Collect every line of the rows below that contains the string "white", and copy each such line in full. The match is case-sensitive.

****

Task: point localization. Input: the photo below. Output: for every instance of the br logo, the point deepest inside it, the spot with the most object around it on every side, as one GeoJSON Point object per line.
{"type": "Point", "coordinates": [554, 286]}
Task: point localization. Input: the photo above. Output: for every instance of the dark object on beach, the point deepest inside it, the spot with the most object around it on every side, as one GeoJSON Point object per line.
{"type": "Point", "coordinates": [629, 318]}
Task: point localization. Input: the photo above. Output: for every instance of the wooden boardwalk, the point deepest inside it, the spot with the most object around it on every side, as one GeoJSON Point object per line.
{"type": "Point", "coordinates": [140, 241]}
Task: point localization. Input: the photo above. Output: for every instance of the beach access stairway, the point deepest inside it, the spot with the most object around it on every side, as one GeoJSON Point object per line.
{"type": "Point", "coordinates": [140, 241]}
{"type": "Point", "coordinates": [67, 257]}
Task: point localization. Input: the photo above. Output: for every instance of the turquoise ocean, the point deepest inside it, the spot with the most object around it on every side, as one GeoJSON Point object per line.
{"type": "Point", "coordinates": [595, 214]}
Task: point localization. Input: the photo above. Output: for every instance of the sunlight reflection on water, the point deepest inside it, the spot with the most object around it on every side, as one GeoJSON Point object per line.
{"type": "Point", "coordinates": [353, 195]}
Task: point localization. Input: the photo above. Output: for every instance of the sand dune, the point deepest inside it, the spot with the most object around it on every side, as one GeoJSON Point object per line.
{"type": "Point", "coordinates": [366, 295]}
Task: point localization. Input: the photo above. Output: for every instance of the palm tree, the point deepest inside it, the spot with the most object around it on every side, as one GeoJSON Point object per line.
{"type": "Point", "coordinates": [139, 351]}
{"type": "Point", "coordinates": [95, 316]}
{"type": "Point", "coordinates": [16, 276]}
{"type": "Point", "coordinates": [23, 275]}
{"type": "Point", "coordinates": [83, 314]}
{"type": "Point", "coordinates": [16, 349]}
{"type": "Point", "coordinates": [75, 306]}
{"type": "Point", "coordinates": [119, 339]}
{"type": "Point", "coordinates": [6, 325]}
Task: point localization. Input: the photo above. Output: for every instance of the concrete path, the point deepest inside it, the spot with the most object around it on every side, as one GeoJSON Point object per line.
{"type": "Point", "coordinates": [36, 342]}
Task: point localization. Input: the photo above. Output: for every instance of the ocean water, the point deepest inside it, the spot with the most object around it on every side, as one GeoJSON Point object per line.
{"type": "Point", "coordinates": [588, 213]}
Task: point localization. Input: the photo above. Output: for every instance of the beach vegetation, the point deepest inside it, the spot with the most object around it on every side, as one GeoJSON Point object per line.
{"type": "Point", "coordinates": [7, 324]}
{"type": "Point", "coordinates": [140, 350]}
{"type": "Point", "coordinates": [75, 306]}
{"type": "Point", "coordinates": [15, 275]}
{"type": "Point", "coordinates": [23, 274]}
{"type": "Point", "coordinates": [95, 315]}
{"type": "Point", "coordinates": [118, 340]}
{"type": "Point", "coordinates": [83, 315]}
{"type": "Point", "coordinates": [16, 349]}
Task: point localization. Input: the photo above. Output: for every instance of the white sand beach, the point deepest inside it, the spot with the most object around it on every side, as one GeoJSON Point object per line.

****

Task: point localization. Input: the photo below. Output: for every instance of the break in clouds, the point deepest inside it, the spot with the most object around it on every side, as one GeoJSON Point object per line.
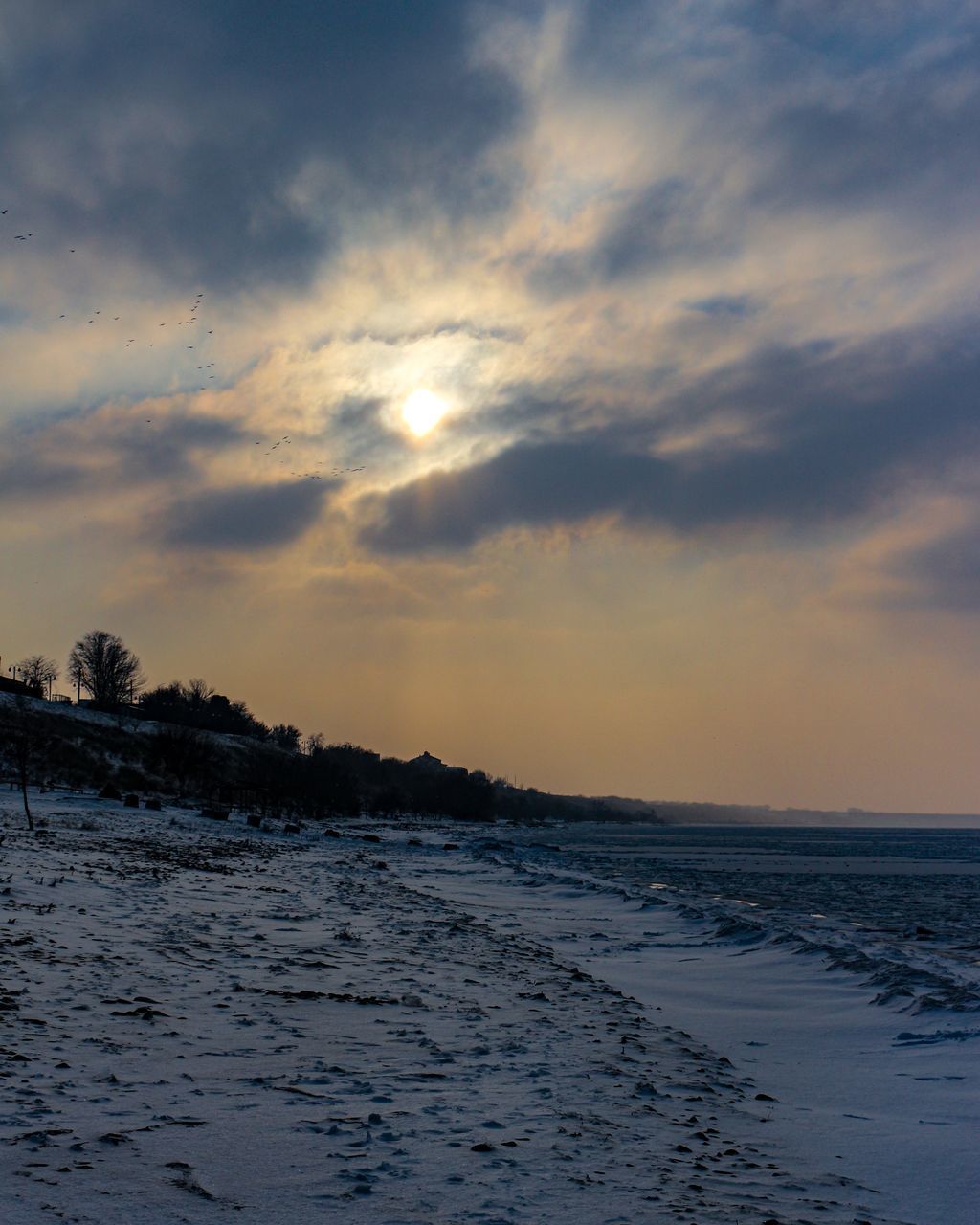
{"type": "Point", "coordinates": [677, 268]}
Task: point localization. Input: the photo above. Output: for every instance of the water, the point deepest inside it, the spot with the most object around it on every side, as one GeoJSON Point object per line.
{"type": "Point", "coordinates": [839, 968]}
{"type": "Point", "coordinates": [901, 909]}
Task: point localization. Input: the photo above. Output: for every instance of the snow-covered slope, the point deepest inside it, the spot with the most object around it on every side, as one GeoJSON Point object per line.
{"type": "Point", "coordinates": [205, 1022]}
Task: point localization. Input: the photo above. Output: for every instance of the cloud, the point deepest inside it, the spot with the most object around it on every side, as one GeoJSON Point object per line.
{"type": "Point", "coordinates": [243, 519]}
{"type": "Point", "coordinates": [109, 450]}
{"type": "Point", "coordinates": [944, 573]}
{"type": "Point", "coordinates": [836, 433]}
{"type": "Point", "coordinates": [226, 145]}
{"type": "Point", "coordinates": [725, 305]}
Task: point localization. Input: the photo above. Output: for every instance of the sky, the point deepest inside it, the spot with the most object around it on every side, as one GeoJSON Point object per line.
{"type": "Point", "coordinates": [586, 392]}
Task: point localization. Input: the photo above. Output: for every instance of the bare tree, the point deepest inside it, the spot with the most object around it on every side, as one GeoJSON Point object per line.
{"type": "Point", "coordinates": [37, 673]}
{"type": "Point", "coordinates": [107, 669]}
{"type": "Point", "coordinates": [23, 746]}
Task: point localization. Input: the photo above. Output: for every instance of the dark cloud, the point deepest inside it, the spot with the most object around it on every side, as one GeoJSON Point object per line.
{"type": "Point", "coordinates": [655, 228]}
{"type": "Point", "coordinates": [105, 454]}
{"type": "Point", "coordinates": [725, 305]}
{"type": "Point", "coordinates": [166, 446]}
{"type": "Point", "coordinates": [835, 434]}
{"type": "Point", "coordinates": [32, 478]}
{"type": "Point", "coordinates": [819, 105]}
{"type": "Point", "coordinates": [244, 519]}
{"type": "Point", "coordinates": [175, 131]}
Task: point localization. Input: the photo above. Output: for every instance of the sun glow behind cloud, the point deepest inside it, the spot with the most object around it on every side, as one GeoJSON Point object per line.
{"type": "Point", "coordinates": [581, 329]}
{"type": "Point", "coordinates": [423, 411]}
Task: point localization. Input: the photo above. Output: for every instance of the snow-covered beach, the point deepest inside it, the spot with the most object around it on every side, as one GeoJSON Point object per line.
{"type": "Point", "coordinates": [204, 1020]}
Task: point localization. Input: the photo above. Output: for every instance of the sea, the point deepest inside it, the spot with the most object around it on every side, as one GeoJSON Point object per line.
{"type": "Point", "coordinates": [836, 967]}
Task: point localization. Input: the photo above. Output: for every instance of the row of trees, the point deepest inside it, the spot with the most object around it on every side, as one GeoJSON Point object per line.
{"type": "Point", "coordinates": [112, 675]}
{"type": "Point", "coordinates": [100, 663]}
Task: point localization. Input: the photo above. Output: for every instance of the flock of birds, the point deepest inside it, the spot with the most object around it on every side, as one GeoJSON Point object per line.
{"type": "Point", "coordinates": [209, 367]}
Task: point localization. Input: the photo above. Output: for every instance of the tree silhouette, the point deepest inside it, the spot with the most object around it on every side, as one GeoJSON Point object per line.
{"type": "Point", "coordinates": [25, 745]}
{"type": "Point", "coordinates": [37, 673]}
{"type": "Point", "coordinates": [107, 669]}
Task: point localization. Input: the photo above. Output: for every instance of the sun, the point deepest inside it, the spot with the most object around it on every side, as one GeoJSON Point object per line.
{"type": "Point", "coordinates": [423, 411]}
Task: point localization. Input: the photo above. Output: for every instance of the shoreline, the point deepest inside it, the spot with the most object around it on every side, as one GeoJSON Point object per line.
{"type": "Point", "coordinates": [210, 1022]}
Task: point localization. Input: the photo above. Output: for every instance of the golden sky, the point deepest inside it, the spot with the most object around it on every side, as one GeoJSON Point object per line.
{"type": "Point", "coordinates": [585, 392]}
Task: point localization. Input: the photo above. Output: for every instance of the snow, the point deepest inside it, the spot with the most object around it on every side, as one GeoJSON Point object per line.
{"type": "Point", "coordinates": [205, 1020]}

****

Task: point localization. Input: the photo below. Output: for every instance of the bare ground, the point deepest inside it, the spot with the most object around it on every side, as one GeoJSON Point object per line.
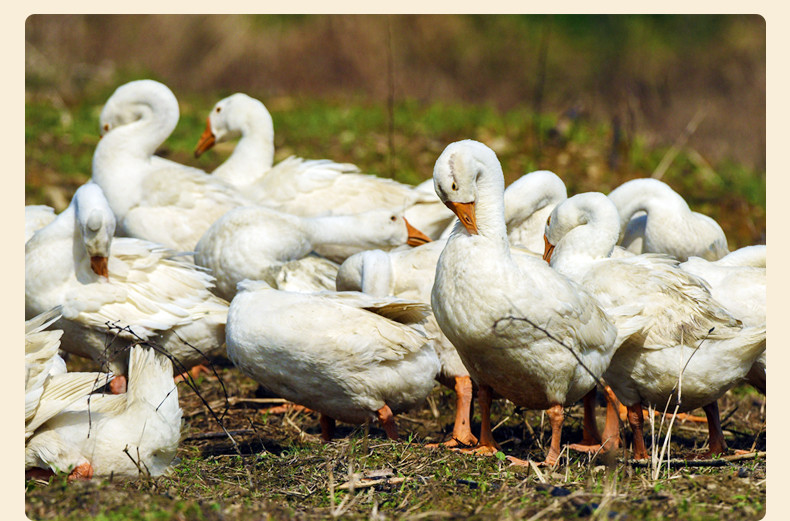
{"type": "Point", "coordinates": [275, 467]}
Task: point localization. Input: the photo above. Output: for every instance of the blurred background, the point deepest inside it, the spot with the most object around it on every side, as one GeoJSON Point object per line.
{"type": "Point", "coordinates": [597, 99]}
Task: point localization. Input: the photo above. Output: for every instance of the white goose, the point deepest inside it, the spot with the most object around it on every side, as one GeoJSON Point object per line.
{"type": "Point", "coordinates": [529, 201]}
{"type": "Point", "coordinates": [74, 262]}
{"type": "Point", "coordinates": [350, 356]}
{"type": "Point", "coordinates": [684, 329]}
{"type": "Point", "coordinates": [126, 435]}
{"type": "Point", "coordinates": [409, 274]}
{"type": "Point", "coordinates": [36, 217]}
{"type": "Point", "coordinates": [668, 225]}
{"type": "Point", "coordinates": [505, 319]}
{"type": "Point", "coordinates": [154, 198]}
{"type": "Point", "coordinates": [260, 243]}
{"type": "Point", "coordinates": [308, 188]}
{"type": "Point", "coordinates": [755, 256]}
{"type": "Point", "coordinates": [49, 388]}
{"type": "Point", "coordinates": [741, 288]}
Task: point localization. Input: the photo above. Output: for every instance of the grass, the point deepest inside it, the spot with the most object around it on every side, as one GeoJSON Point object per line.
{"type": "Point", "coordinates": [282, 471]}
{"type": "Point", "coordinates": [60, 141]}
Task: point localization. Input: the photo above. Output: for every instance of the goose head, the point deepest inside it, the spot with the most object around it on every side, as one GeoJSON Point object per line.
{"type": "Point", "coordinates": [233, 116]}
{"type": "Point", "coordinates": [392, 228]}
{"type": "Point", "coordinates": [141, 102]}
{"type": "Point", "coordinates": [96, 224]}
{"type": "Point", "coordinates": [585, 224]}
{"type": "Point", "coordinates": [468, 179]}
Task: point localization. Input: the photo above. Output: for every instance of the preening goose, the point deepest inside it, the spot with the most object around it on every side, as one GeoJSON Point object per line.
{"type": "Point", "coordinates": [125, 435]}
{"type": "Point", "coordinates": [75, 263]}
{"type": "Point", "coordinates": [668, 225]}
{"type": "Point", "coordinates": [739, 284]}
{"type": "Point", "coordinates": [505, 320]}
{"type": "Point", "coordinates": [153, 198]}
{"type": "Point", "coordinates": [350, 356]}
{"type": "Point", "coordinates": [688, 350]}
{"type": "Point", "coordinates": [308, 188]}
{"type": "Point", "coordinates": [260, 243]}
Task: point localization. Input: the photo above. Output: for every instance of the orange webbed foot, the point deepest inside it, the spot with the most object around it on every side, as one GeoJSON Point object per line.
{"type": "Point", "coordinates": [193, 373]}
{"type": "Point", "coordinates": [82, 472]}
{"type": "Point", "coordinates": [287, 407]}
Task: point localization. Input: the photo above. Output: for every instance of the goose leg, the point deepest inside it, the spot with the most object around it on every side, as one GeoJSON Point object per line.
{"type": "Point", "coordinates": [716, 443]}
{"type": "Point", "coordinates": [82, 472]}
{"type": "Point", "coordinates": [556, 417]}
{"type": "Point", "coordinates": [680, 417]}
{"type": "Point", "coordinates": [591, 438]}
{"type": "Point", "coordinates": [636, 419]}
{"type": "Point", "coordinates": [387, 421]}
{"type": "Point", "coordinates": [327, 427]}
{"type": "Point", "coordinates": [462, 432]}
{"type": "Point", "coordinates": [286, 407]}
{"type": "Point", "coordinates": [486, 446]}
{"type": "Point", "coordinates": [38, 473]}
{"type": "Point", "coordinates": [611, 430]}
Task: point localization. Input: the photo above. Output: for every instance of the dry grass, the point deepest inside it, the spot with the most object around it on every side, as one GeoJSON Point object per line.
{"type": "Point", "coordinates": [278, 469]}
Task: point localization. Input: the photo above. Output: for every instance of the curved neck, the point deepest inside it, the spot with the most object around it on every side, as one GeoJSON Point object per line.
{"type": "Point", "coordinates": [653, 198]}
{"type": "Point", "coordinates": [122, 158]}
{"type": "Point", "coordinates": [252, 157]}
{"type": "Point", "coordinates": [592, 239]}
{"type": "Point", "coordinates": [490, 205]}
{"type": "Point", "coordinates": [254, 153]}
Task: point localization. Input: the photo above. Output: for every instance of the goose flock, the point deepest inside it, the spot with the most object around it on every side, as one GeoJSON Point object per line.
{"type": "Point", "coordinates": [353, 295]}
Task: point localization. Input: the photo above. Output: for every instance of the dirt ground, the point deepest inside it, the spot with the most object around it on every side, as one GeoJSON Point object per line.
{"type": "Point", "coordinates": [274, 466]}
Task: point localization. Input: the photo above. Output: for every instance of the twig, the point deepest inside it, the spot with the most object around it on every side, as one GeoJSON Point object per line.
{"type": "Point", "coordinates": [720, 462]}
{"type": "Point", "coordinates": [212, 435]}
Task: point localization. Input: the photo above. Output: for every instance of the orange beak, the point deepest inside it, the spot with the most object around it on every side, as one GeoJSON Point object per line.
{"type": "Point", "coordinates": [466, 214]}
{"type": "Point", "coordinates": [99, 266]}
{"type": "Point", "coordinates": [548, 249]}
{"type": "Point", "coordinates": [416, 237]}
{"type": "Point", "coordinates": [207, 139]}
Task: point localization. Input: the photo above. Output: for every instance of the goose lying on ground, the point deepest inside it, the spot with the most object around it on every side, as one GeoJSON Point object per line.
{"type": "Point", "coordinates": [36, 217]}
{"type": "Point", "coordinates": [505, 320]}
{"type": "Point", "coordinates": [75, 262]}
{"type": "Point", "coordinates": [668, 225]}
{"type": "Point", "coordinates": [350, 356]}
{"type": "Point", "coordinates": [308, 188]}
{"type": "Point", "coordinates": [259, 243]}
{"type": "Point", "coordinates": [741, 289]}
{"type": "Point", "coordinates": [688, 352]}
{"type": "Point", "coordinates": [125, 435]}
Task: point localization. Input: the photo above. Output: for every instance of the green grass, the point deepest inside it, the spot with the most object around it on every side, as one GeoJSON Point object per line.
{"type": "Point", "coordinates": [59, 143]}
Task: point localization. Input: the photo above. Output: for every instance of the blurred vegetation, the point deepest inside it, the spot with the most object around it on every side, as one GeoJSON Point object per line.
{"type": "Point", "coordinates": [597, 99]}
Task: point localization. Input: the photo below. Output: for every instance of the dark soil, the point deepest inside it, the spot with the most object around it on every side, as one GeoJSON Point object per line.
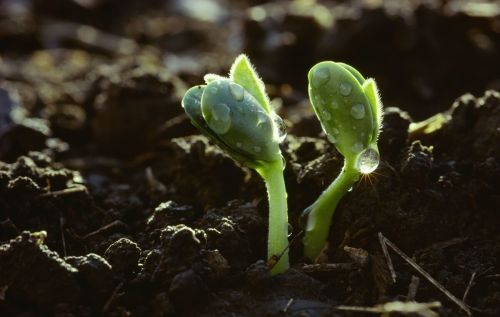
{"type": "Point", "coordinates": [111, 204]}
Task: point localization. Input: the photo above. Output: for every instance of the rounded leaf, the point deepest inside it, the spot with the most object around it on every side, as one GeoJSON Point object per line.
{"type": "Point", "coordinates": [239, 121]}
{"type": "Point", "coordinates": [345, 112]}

****

--- SOLUTION TO THE EXERCISE ---
Task: point localization. Input: the photo above. Output: for every instance of the white sand beach, the point deepest inside it, the spot with the most object around it on every side, as one GeoJSON Point object per line.
Task: point localization. Input: the photo above. Output: for every instance of the white goose, the point deepest inside it, the spot with the most object around it on every side, as one GeoJSON Point object per line.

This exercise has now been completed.